Task requirements:
1. Please copy out the church article between "Add to this" and "Your Church Grow.)", inclusive, and rename "culture" to "society" in it.
2. In the church article, what is the title of the book the writer mentions?

Text to read:
::::::::

3 Things That Are Sabotaging the Church’s Future

Without a doubt, you’ve already realized it’s more complex to be a leader today than it was even a few decades ago.

With the vast majority of churches and organizations struggling in some way, it’s time to rethink our future mission.

Attendance at most churches is stagnant or dropping and even whole denominations are being redefined, because, as I outlined in this blog series, even Christians who are attending church are attending less often.

Add to this the reality that the culture is changing faster than ever, and our response becomes even more critical and the change we need to make becomes more urgent. (Two issues I address in my book, Lasting Impact: 7 Powerful Conversations That Will Help Your Church Grow.)

In many ways, what the church is going through is reflected in other industries like what’s been happening in the newspaper and photography businesses.

Some companies have sabotaged their own future by confusing the issues they were facing. Others have adopted and thrived.

As always in leadership, just a few key perspective shifts can be the difference between thriving and surviving, or between thriving and surviving at all.

Kodak, Newspapers and the Church

Seven years ago, the company that was synonymous with photography declared bankruptcy as Kodak went under, having failed to effectively respond to digital photography.

::::::::

Stored records:
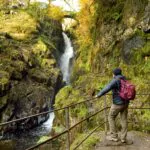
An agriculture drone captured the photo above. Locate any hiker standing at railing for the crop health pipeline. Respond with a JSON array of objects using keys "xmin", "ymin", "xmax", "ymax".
[{"xmin": 95, "ymin": 68, "xmax": 135, "ymax": 143}]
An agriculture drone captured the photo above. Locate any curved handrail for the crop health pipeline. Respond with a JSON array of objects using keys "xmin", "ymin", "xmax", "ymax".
[{"xmin": 0, "ymin": 93, "xmax": 150, "ymax": 126}]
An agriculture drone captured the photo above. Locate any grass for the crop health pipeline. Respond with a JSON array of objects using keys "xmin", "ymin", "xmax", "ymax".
[{"xmin": 0, "ymin": 11, "xmax": 37, "ymax": 40}]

::::::::

Exercise answers:
1.
Add to this the reality that the society is changing faster than ever, and our response becomes even more critical and the change we need to make becomes more urgent. (Two issues I address in my book, Lasting Impact: 7 Powerful Conversations That Will Help Your Church Grow.)

2. Lasting Impact: 7 Powerful Conversations That Will Help Your Church Grow